● DOCUMENT:
§ §
Figure 3: Household debt/GDP.
So much for those supposedly frugal Swiss. It’s hard to dig a deeper hole than Yank households but somehow the Swiss have managed! It must be the high cost of cuckoo clock parts.
Swiss banks have lent large amounts of francs to Eastern Europeans. The bolt upward in the ‘franny’ has become a crushing burden in countries that have seen their earning power in local currencies or euros erode. Eventually, the burden will become too great, The borrowers will give faraway Swiss banks the finger and dare them to take possession if they can. The entire debt structure will fall apart.
Like the rest of the industrial world, the Swiss have attempted to press the costs of their economy onto others in Eastern Europe. These ‘others’ are struggling, now what?
Here’s Paul Krugman complaining bitterly:
The President SurrendersPaul Krugman (NYT)
A deal to raise the federal debt ceiling is in the works. If it goes through, many commentators will declare that disaster was avoided. But they will be wrong.
For the deal itself, given the available information, is a disaster, and not just for President Obama and his party. It will damage an already depressed economy; it will probably make America’s long-run deficit problem worse, not better; and most important, by demonstrating that raw extortion works and carries no political cost, it will take America a long way down the road to banana-republic status.
§ §
● GIVEN REQUEST: Copy the commentary on Swiss debt and the debt-ceiling deal word for word, from start to finish.
§ §
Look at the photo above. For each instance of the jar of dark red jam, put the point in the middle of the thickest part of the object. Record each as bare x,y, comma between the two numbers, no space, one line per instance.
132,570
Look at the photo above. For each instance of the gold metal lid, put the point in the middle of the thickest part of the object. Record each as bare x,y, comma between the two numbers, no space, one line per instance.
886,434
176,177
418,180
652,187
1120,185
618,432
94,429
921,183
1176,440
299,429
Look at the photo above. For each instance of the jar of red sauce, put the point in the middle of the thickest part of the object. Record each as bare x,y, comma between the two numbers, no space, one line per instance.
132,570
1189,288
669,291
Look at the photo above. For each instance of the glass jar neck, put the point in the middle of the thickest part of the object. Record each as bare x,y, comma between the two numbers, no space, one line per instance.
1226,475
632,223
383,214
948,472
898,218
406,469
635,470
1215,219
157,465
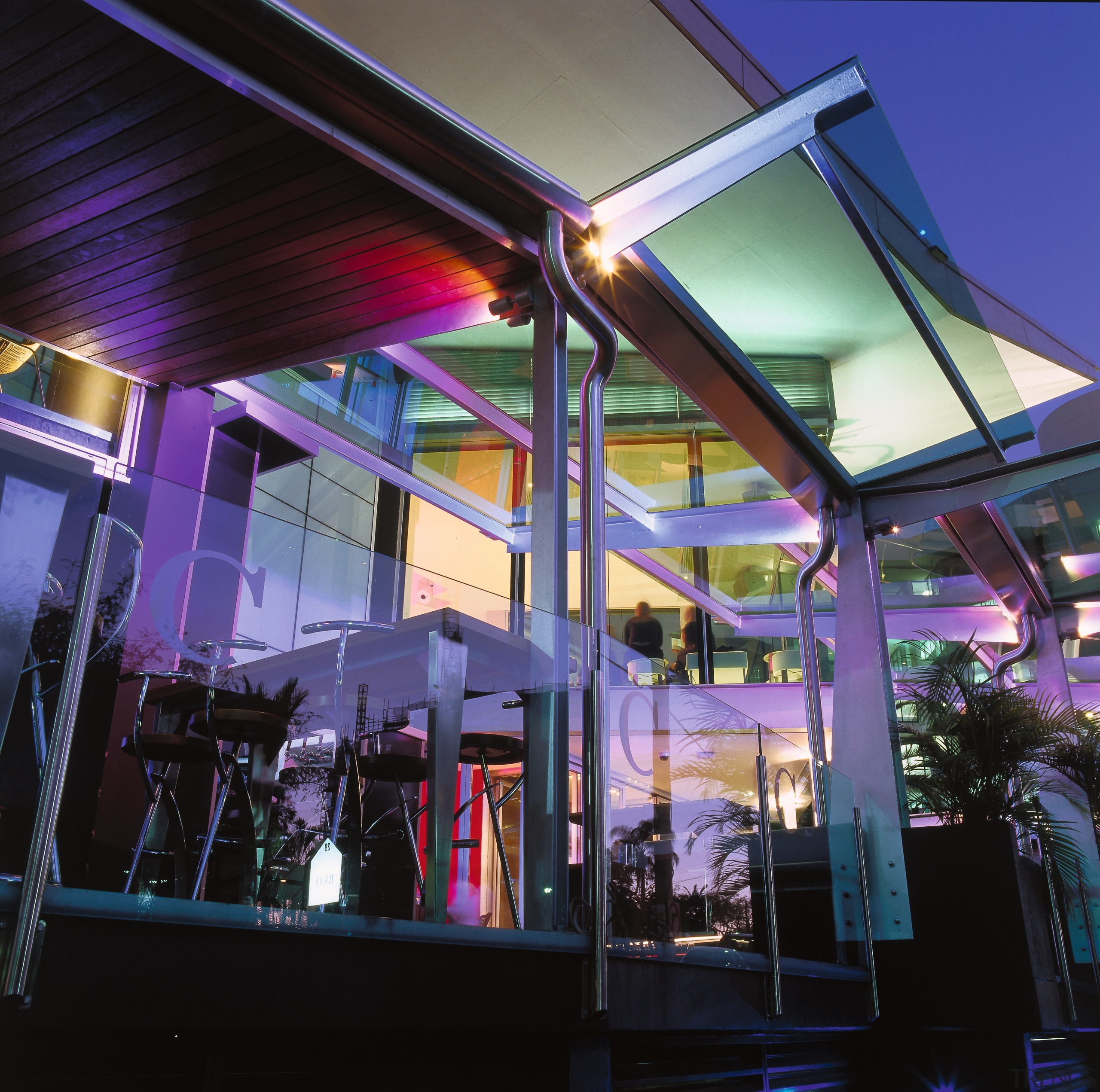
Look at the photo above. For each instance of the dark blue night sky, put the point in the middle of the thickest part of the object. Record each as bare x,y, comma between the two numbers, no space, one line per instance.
998,109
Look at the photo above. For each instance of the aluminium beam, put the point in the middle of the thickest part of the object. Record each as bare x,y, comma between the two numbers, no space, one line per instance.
401,478
658,316
912,502
636,210
726,610
620,494
754,523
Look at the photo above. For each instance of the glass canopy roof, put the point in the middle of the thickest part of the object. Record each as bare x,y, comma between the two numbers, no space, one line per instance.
658,442
837,268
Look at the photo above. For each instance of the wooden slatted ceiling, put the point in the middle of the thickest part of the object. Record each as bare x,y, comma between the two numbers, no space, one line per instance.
153,220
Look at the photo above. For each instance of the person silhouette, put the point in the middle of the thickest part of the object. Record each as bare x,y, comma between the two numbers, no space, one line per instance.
644,634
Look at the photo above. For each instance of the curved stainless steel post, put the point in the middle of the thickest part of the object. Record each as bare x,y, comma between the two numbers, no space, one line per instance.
593,570
808,646
1024,649
53,782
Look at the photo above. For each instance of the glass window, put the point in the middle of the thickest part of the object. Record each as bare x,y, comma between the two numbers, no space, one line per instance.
920,568
1059,526
659,446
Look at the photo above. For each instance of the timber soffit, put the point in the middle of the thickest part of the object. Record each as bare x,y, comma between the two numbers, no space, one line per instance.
159,221
273,53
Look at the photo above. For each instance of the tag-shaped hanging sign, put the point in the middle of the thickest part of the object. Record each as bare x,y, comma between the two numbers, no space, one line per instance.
325,868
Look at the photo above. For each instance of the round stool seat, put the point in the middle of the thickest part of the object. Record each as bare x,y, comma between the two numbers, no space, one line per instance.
498,749
391,767
158,748
247,726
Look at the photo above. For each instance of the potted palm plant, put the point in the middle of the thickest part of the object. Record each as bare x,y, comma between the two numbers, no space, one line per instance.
977,757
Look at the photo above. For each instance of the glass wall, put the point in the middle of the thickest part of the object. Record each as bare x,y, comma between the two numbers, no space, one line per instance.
§ §
● WRITTEN RESPONSE:
Figure 3: Household debt/GDP.
So much for those supposedly frugal Swiss. It’s hard to dig a deeper hole than Yank households but somehow the Swiss have managed! It must be the high cost of cuckoo clock parts.
Swiss banks have lent large amounts of francs to Eastern Europeans. The bolt upward in the ‘franny’ has become a crushing burden in countries that have seen their earning power in local currencies or euros erode. Eventually, the burden will become too great, The borrowers will give faraway Swiss banks the finger and dare them to take possession if they can. The entire debt structure will fall apart.
Like the rest of the industrial world, the Swiss have attempted to press the costs of their economy onto others in Eastern Europe. These ‘others’ are struggling, now what?
Here’s Paul Krugman complaining bitterly:
The President SurrendersPaul Krugman (NYT)
A deal to raise the federal debt ceiling is in the works. If it goes through, many commentators will declare that disaster was avoided. But they will be wrong.
For the deal itself, given the available information, is a disaster, and not just for President Obama and his party. It will damage an already depressed economy; it will probably make America’s long-run deficit problem worse, not better; and most important, by demonstrating that raw extortion works and carries no political cost, it will take America a long way down the road to banana-republic status.